*Assigned task 1:* According to the article on the national quitline network, who operates NCI's quitline?
*Assigned task 2:* In the article on the national quitline network, list every population named as one that quitline services could reach.
*Assigned task 3:* Translate this sentence from the article on the national quitline network into Spanish: "Quitlines offer advice, support, resources for cessation medications, and referrals to local cessation services."

*Exercise text:*
☆ ☆ ☆ ☆ ☆ ☆ ☆

National Network Will Help More Smokers Quit
On November 10, Health and Human Services (HHS) Secretary Tommy G. Thompson announced the launch of the National Network of Tobacco Cessation Quitlines, a telephone-based smoking cessation program. The toll-free access number - 1-800-QUITNOW (1-800-784-8669) - will put callers in touch with local programs that can help them give up tobacco. In addition, the HHS Web site - www.smokefree.gov - offers online smoking cessation advice and downloadable information. The Web site was created by the Tobacco Control Research Branch of the National Cancer Institute (NCI), with contributions from the Centers for Disease Control and Prevention and the American Cancer Society.
The National Network of Tobacco Cessation Quitlines state/federal partnership is the first effort of a larger collaboration that has the potential to have a major public health benefit. With one easy-to-remember number, tobacco users in every state will have the tools and resources they need to quit smoking.
"What starts as a single puff can become a death sentence for millions of Americans," said Secretary Thompson. "Americans want to quit smoking, and they should quit smoking. These initiatives will help Americans kick the habit and save their own lives."
Quitlines offer advice, support, resources for cessation medications, and referrals to local cessation services. The national system will route callers, based on their area codes, to available state-run quitlines. Callers from states not currently providing quitline services will be routed to NCI's quitline, operated by the Cancer Information Service. It provides services in English and Spanish.
The www.smokefree.gov Web site includes an interactive map with toll-free state quitline numbers and offers instant messaging with an NCI tobacco cessation specialist. Other information, such as a step-by-step guide to managing the process of quitting and publications that can be downloaded, printed, or ordered, is available 24 hours a day.
"Not smoking is the best way to avoid smoking-caused illnesses. But quitting is the single most important step smokers can take to reduce the risk of many cancers and other diseases," said NCI Director Dr. Andrew C. von Eschenbach. "Smoking causes 440,000 premature deaths each year. It's associated with at least 14 types of cancer, including lung cancer, acute myeloid leukemia, and cancer of the larynx, cervix, prostate, pancreas, kidney, and bladder, among others."
"People smoke for a variety of reasons," continued Dr. von Eschenbach, "and different people need different resources as they try to stop smoking. The new National Network of Tobacco Cessation Quitlines provides access to trained quitline counselors across the country who can assist smokers in their efforts to quit, and www.smokefree.gov supports both immediate and long-term needs as people become nonsmokers."
Research published in the New England Journal of Medicine in 2002 shows that people who used quitlines in addition to self-help materials had double the cessation rates of people who used self-help materials alone. Many smokers are more likely to use telephone services than face-to-face programs because telephone services are more convenient. Quitline services also have the potential to reach large numbers of tobacco users, including low-income, rural, elderly, uninsured, and racial/ethnic populations who might not otherwise have access to cessation services.

☆ ☆ ☆ ☆ ☆ ☆ ☆

*Source information:*
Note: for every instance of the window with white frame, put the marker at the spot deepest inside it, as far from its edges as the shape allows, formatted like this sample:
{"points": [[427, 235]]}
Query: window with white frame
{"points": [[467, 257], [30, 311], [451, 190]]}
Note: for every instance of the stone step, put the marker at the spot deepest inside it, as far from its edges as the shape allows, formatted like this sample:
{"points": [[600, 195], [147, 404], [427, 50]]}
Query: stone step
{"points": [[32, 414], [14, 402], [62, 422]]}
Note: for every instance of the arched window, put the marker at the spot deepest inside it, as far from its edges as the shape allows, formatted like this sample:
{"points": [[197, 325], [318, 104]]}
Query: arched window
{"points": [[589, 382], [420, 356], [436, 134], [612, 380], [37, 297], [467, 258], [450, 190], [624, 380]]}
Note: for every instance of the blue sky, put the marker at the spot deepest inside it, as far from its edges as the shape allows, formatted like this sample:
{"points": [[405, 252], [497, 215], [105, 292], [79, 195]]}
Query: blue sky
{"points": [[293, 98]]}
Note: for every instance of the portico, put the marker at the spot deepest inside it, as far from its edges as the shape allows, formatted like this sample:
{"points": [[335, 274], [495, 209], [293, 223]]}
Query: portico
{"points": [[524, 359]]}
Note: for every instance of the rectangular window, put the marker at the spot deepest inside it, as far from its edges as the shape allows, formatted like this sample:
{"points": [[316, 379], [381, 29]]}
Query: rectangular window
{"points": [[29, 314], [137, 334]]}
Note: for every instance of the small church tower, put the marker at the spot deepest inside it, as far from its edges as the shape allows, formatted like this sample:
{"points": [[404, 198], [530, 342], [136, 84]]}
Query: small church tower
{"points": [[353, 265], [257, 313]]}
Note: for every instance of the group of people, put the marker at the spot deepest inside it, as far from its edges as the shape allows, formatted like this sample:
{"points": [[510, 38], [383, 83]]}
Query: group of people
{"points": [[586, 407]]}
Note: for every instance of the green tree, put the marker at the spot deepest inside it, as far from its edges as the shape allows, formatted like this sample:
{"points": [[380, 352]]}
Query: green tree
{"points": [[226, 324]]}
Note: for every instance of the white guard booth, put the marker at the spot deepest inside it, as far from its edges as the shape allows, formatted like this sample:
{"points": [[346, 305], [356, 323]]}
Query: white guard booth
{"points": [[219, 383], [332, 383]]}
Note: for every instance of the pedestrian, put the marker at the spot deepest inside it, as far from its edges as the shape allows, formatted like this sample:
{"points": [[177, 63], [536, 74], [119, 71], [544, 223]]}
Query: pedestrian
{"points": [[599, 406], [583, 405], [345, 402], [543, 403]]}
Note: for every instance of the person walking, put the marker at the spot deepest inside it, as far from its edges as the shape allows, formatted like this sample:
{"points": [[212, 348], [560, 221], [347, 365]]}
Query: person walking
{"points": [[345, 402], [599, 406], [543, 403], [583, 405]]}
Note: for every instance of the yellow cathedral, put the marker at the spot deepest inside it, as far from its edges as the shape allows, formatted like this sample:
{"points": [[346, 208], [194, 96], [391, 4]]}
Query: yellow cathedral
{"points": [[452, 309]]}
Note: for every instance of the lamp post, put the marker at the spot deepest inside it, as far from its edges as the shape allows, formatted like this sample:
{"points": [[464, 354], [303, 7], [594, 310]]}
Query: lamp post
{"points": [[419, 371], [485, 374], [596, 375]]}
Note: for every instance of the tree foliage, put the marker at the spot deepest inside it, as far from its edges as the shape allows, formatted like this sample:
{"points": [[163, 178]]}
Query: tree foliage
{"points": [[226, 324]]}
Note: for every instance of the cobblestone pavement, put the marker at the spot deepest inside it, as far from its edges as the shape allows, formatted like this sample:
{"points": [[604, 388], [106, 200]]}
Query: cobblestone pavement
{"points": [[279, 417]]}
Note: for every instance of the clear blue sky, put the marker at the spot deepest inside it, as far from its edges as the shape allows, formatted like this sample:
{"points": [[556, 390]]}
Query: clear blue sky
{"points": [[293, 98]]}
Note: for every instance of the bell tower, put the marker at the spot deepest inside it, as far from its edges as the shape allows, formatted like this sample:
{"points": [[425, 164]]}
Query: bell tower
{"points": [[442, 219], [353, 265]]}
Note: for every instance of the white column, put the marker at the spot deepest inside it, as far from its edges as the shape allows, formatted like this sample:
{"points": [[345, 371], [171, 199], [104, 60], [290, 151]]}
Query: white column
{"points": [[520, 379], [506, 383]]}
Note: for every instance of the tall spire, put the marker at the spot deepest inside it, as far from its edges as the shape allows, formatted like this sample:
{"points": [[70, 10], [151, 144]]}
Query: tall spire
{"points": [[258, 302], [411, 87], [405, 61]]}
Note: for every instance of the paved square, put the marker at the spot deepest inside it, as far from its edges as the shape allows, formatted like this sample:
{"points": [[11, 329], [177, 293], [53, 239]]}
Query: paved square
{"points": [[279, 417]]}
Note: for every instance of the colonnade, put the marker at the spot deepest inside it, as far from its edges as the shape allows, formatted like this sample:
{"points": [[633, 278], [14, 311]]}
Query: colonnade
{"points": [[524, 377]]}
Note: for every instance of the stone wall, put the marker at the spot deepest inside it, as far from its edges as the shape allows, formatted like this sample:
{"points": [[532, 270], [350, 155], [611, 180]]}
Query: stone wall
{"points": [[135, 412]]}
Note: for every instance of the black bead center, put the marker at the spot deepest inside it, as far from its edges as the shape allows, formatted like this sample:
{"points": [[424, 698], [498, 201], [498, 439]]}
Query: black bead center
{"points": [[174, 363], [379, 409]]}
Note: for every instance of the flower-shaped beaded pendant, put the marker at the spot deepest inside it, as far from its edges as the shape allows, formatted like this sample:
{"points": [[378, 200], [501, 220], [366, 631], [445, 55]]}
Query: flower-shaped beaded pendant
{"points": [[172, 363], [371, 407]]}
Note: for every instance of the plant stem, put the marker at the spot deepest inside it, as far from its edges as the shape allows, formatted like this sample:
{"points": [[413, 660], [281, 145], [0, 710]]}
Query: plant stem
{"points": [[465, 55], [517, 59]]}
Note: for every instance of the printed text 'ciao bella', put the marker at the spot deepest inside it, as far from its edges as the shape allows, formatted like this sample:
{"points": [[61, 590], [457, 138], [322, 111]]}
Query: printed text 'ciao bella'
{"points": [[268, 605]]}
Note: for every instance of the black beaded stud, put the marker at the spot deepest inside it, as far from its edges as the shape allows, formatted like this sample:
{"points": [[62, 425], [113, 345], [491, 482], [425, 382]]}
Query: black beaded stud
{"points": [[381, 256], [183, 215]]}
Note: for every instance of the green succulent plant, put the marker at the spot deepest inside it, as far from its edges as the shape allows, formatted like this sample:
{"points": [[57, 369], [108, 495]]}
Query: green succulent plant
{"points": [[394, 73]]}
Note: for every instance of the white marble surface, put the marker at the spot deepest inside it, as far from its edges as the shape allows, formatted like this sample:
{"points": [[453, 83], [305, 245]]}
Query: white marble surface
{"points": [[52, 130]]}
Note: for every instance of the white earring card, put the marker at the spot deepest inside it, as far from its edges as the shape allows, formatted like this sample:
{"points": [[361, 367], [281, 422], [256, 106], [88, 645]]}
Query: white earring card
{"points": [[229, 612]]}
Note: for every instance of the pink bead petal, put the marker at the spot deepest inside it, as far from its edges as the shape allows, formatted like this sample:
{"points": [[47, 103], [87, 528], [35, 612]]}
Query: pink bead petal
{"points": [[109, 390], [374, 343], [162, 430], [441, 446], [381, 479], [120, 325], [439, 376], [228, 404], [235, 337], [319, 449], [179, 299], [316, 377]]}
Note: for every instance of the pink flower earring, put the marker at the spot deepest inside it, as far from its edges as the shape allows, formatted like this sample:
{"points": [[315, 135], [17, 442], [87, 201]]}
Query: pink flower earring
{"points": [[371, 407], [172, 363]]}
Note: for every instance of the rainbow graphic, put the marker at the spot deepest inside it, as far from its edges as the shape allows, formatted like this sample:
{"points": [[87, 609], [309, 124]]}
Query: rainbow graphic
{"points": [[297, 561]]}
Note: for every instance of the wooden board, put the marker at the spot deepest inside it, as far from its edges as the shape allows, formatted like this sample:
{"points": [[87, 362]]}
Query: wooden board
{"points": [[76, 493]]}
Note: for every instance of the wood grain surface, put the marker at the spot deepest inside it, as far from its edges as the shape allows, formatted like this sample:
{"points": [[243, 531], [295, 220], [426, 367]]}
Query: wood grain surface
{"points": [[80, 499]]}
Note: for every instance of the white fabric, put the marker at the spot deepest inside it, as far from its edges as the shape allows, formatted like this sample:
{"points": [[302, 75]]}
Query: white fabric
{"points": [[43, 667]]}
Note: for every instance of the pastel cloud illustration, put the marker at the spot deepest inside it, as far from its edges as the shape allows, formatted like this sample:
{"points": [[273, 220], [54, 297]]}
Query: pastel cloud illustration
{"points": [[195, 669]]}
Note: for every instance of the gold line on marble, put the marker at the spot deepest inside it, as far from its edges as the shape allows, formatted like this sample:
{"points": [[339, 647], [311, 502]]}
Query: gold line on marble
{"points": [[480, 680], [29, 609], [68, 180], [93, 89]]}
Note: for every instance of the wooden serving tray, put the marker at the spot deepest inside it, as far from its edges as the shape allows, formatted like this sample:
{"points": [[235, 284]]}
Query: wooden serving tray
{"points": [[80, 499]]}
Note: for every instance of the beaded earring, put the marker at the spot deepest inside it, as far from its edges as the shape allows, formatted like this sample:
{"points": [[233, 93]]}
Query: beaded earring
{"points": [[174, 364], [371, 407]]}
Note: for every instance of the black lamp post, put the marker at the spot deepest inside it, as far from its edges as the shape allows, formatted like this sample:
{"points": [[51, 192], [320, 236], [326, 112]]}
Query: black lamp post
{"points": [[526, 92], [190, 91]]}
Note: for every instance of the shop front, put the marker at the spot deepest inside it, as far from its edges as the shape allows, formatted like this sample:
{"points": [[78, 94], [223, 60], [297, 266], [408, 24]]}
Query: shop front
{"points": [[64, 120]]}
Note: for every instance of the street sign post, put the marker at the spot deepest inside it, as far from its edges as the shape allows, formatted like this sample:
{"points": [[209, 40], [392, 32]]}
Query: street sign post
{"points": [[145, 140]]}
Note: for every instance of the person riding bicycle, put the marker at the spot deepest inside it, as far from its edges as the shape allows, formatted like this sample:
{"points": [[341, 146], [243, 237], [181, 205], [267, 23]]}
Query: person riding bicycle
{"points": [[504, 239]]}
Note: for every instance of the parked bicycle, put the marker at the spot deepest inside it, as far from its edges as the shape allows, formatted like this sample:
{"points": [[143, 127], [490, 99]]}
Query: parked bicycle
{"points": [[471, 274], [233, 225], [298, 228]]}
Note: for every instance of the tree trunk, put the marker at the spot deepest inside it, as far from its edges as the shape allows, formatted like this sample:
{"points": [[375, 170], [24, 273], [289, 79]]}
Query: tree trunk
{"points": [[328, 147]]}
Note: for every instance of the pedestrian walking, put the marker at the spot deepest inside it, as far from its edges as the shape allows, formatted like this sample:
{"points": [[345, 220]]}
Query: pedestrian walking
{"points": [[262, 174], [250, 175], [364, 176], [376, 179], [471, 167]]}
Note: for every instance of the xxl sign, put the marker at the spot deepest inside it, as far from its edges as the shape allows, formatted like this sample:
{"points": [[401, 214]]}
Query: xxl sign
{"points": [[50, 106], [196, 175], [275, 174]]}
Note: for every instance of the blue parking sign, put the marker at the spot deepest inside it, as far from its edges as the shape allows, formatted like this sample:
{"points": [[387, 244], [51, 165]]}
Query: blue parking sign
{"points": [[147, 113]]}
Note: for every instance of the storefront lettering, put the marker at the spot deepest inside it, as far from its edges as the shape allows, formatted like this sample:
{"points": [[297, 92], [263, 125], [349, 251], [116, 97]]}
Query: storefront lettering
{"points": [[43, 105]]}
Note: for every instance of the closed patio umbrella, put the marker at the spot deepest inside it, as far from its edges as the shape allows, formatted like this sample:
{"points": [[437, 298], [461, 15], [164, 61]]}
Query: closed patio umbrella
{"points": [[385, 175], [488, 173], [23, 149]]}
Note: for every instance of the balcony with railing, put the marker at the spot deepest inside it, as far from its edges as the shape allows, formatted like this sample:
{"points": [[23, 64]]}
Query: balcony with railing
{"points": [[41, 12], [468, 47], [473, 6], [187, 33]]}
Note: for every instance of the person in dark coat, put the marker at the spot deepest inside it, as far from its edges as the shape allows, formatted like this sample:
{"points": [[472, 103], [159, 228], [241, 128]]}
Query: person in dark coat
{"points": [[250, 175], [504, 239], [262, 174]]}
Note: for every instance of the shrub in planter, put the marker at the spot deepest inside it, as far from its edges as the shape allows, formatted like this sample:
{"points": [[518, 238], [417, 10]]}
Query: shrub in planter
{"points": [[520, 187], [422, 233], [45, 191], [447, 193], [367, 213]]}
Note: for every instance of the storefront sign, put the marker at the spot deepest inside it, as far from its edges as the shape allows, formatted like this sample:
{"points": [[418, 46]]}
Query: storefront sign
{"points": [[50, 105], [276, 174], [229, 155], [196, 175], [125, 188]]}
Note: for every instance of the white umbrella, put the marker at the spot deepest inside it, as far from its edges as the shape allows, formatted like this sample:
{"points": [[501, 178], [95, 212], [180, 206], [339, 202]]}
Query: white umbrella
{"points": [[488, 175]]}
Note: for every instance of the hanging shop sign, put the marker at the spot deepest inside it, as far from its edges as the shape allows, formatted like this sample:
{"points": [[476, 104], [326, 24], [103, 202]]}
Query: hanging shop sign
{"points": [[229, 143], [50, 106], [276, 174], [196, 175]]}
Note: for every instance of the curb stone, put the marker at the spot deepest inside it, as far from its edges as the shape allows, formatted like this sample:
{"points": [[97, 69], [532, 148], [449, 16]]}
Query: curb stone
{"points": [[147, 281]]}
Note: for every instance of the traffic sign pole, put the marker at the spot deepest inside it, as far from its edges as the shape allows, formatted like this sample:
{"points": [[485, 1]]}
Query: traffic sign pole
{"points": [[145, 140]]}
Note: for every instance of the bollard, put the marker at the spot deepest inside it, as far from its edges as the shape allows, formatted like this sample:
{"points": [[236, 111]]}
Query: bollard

☆ ☆ ☆ ☆ ☆ ☆ ☆

*Task answer 1:* The Cancer Information Service operates NCI's quitline.

*Task answer 2:* Low-income, rural, elderly, uninsured, and racial/ethnic populations

*Task answer 3:* Las líneas de ayuda para dejar de fumar ofrecen consejos, apoyo, recursos sobre medicamentos para dejar de fumar y derivaciones a servicios locales para dejar de fumar.